Data records

════════════════

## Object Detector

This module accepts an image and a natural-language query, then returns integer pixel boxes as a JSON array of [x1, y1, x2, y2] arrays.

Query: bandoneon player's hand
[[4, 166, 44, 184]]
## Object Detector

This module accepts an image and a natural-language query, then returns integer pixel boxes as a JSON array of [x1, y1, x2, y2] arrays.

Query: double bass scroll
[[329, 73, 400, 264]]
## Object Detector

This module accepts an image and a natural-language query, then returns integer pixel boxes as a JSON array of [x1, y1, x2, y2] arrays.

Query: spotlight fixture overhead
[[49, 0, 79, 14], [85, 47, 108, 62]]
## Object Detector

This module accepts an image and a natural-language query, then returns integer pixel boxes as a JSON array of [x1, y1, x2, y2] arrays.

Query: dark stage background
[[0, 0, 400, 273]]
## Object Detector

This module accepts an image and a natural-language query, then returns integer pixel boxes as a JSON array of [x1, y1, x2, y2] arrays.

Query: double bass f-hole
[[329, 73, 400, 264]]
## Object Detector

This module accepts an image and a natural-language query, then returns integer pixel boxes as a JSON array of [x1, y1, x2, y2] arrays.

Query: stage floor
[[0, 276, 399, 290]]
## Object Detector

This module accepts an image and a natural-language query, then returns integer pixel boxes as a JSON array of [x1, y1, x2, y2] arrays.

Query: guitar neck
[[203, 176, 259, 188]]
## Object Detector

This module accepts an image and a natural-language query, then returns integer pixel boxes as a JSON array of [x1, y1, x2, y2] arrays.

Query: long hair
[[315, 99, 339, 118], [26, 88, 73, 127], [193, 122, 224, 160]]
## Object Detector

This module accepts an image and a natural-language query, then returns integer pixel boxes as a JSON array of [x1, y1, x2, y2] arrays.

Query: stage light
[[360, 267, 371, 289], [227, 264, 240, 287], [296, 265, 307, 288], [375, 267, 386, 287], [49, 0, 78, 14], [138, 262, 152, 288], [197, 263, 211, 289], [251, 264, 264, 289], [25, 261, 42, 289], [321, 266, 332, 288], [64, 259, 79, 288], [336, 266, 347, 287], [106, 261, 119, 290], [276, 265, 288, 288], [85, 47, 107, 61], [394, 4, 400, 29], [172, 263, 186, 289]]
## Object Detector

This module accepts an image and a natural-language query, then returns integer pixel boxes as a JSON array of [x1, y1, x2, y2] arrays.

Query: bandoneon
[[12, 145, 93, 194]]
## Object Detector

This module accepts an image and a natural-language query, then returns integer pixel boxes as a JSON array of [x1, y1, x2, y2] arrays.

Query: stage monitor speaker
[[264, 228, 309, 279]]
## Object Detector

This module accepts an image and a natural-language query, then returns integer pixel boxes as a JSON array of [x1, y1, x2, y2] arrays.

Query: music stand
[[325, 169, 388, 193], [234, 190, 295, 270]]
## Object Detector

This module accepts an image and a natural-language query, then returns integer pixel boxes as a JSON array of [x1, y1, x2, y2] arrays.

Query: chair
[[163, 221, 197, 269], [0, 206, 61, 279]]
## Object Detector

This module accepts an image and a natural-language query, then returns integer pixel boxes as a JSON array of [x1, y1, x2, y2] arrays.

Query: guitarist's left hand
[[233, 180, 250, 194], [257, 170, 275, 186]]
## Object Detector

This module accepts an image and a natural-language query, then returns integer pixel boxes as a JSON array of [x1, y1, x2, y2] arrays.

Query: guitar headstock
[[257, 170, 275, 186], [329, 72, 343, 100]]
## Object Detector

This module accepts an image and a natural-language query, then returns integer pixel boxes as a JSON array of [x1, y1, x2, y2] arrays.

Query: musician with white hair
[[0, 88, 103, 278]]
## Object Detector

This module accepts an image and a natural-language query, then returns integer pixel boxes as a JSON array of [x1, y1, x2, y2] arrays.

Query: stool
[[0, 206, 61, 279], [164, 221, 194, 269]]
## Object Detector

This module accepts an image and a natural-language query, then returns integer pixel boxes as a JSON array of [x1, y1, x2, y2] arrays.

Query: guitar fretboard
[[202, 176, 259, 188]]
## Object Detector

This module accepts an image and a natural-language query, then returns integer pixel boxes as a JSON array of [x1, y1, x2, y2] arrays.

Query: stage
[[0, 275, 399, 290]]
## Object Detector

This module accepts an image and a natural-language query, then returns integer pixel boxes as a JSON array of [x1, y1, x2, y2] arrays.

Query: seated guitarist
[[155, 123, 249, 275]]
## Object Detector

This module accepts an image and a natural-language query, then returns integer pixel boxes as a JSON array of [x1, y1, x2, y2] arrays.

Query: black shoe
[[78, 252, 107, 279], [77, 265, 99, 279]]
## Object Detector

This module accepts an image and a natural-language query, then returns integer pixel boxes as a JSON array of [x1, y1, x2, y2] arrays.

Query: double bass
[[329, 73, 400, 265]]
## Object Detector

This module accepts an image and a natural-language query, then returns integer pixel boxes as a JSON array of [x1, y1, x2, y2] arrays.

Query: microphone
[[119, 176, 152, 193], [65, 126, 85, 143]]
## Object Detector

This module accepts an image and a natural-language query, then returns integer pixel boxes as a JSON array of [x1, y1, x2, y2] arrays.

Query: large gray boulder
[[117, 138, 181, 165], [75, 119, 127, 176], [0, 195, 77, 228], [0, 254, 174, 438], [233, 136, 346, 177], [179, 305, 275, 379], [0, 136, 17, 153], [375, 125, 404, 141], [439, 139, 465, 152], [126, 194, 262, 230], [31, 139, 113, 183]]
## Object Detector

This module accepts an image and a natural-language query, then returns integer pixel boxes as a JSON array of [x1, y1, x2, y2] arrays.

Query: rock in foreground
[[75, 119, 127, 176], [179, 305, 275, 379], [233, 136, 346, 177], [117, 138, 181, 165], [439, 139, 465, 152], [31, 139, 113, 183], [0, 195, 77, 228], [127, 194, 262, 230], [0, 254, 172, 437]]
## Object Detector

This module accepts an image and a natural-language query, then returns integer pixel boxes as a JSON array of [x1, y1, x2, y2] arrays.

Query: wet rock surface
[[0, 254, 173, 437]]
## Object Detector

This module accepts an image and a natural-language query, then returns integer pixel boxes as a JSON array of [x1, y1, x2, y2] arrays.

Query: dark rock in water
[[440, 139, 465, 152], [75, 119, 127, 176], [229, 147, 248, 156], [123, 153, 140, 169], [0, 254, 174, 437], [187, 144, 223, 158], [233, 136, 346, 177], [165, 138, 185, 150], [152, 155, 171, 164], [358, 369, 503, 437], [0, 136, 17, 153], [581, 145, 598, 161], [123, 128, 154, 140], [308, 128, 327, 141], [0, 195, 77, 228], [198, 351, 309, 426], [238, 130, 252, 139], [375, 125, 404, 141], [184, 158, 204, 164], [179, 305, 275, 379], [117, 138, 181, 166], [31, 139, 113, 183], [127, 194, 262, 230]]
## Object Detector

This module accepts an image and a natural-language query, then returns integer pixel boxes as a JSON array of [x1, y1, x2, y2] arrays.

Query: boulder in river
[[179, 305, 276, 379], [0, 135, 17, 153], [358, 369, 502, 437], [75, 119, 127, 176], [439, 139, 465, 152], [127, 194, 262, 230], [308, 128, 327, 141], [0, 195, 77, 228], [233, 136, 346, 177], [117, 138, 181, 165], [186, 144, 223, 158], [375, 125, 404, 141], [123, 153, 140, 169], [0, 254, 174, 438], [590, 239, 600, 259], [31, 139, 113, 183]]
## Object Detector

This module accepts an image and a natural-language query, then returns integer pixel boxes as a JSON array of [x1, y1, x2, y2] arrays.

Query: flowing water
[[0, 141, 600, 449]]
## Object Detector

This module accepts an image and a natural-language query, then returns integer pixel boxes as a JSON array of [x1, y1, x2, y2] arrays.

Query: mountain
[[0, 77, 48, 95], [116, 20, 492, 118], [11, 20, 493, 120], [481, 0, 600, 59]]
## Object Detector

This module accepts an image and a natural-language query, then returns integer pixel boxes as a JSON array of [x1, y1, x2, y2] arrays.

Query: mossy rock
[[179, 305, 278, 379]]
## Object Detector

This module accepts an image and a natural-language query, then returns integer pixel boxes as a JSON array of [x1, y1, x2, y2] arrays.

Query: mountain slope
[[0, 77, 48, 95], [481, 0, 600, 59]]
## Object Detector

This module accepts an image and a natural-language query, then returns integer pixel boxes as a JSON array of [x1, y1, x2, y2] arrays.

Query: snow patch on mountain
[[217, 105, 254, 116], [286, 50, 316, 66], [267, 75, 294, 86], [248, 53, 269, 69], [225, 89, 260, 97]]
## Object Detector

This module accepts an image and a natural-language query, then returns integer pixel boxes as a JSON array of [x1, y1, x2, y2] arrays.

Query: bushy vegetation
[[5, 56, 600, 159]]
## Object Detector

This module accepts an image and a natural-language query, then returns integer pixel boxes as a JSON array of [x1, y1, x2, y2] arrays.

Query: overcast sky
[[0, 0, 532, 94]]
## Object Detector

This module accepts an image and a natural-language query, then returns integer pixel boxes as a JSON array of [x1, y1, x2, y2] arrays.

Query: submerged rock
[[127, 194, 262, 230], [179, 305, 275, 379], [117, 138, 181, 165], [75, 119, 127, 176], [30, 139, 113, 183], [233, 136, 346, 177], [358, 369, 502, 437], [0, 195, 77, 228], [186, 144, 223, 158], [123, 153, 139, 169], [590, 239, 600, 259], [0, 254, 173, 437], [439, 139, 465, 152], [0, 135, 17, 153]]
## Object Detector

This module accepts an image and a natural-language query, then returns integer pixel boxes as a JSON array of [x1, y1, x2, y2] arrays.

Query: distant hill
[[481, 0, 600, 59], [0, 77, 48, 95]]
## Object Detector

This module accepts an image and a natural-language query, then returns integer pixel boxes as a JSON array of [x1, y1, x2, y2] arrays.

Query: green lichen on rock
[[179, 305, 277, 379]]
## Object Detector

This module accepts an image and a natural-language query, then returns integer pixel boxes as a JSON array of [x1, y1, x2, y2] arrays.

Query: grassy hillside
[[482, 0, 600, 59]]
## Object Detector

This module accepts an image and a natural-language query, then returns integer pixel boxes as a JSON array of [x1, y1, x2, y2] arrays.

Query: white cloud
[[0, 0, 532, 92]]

════════════════

## Stated problem:
List every line of the rows above that contains the string "stage". Case counts.

## Exercise result:
Query: dark stage background
Query: stage floor
Query: stage light
Query: stage monitor speaker
Query: stage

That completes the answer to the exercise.